_Problem:_
Reproduce the FAF-Drugs abstract below in full, word for word and without changes.

_Document text:_
[Start of section]
Literature DB >> 16845110

FAF-Drugs: free ADME/tox filtering of compound collections.

Maria A Miteva1, Stephanie Violas, Matthieu Montes, David Gomez, Pierre Tuffery, Bruno O Villoutreix.   

Abstract

In silico screening based on the structures of the ligands or of the receptors has become an essential tool to facilitate the drug discovery process but compound collections are needed to carry out such in silico experiments. It has been recognized that absorption, distribution, metabolism, excretion and toxicity (ADME/tox) are key properties that need to be considered early on, even during the database preparation stage. FAF-Drugs is an online service based on Frowns (a chemoinformatics toolkit) that allows users to process their own compound collections via simple ADME/Tox filtering rules such as molecular weight, polar surface area, logP or number of rotatable bonds. SMILES (Simplified Molecular Input Line Entry System), CANSMILES (canonical smiles) or SDF (structure data file) files are required as input and molecules that pass or do not pass the filters are sent back in CANSMILES format. This service should thus help scientists engaging in drug discovery campaigns. Other utilities and several compound collections suitable for in silico screening are available at our site. FAF-Drugs can be accessed at http://bioserv.rpbs.jussieu.fr/FAFDrugs.html.
[End of section]
[Stored data records]
[Start of section]
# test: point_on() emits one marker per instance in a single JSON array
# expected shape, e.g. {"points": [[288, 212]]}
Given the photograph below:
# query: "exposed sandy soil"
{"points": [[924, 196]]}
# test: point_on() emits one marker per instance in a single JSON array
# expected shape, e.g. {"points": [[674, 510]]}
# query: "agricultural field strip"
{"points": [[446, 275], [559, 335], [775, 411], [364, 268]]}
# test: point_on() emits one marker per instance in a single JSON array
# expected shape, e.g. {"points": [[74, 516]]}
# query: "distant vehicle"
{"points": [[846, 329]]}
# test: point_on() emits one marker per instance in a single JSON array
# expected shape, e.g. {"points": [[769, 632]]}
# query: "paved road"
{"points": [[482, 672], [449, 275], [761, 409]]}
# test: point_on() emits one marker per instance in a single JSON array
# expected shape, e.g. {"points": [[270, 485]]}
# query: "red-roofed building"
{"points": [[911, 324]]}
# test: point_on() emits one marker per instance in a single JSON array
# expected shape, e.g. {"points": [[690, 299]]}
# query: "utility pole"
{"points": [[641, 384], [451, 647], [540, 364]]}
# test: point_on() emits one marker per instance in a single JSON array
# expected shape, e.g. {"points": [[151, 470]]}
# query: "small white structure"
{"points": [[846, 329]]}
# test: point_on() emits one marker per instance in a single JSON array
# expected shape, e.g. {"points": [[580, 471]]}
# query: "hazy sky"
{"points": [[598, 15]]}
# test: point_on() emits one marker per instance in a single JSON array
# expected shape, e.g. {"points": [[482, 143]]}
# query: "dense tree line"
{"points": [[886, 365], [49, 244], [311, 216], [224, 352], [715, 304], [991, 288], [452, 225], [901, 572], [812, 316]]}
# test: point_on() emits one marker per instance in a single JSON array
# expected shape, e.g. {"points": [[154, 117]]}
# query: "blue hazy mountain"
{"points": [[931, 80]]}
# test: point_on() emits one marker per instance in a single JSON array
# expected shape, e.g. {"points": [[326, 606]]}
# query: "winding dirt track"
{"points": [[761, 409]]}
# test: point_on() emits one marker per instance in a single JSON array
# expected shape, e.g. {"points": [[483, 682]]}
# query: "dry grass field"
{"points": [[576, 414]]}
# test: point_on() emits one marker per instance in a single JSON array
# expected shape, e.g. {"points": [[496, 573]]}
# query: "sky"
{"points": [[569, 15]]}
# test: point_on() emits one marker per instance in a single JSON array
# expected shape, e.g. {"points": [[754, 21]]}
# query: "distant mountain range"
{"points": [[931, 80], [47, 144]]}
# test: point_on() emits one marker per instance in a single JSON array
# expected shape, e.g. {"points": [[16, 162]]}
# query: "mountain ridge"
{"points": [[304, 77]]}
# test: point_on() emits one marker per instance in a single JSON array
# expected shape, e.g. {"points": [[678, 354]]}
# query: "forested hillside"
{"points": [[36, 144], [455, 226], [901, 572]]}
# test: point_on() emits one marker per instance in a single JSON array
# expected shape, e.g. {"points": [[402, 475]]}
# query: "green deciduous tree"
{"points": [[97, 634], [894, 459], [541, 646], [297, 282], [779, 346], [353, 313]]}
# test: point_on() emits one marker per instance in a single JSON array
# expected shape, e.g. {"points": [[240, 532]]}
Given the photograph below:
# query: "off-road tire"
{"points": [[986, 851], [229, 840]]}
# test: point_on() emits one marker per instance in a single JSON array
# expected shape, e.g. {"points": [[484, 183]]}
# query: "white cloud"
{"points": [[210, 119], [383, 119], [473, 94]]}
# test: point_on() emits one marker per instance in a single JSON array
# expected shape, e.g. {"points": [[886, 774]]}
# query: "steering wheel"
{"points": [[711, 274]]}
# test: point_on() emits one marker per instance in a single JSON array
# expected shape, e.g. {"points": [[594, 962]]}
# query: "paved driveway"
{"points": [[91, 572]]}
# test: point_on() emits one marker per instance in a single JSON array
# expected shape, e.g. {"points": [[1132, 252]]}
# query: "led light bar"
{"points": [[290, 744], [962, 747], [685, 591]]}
[End of section]
_Solution to this problem:_
Literature DB >> 16845110

FAF-Drugs: free ADME/tox filtering of compound collections.

Maria A Miteva1, Stephanie Violas, Matthieu Montes, David Gomez, Pierre Tuffery, Bruno O Villoutreix.   

Abstract

In silico screening based on the structures of the ligands or of the receptors has become an essential tool to facilitate the drug discovery process but compound collections are needed to carry out such in silico experiments. It has been recognized that absorption, distribution, metabolism, excretion and toxicity (ADME/tox) are key properties that need to be considered early on, even during the database preparation stage. FAF-Drugs is an online service based on Frowns (a chemoinformatics toolkit) that allows users to process their own compound collections via simple ADME/Tox filtering rules such as molecular weight, polar surface area, logP or number of rotatable bonds. SMILES (Simplified Molecular Input Line Entry System), CANSMILES (canonical smiles) or SDF (structure data file) files are required as input and molecules that pass or do not pass the filters are sent back in CANSMILES format. This service should thus help scientists engaging in drug discovery campaigns. Other utilities and several compound collections suitable for in silico screening are available at our site. FAF-Drugs can be accessed at http://bioserv.rpbs.jussieu.fr/FAFDrugs.html.